> Source text
Sources say the super-rich Abu Dhabi Investment Council is negotiating an $800 million deal for a 75 percent stake in the Art Deco treasure that has defined the Midtown skyline since 1930.
The Chrysler assets would be purchased from TMW - the German arm of an Atlanta-based investment fund that's been eager to cash out of its Chrysler stake.
Spurred by the weak dollar and the strong euro, European travelers to the U.S. have been lapping up everything from Gap boxers to iPhones to luxury condos in Palm Beach. Now a top Italian real estate investor has nabbed a crown piece of New York property, a sale that echoes the Japanese purchase of Rockefeller Center in 1989. Valter Mainetti has confirmed to TIME that his company, the Sorgente Group, has acquired a majority share of Manhattan's historic Flatiron building
Tanta this may June 08 release might interst you interest you:
The Office of Thrift Supervision (OTS) announced today the execution of a Supervisory Agreement with AIG Federal Savings Bank (AIG FSB) for its failure to manage and control in a safe and sound manner the loan origination services outsourced to its affiliate, Wilmington Finance, Inc. (WFI). The Agreement addresses loan origination activities by WFI that had a negative financial impact on certain borrowers of AIG FSB.
On page 4: there seems to be an error in the Overall Mortgage Portfolio table: the entry for Oct 2007 (in $ millions) is 3,21,902. However the entries for Nov 2007 onward are 10 times larger. I suspect a missing digit, probably a 7.
They are foreclosing more on prime loans which are seriously delinquent (pg 13) than other types.
So, at this point 1,500,000 homes are in danger of default... I assume this does not include those that have already defaulted. REO's galore.... half way through sub-prime, alt-a and option arms just beginning, prices still spiraling down, where it stops nobody knows. Not to worry, over by 2013.

> Raw data
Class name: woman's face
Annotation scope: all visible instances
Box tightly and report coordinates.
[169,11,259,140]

> Tasks to complete
1. Please say whether each statement agrees with the source text, answering yes or no and quoting the deciding words: (a) The Abu Dhabi Investment Council is negotiating for a 75 percent stake. (b) The Sorgente Group acquired the whole Flatiron building. (c) The Supervisory Agreement was executed with Wilmington Finance, Inc.
2. Write out the part of the source text between "So, at this" and "over by 2013.", inclusive.

> Worked solutions
1.
(a) Yes: "negotiating an $800 million deal for a 75 percent stake"
(b) No: "has acquired a majority share of Manhattan's historic Flatiron building"
(c) No: "the execution of a Supervisory Agreement with AIG Federal Savings Bank (AIG FSB)"

2.
So, at this point 1,500,000 homes are in danger of default... I assume this does not include those that have already defaulted. REO's galore.... half way through sub-prime, alt-a and option arms just beginning, prices still spiraling down, where it stops nobody knows. Not to worry, over by 2013.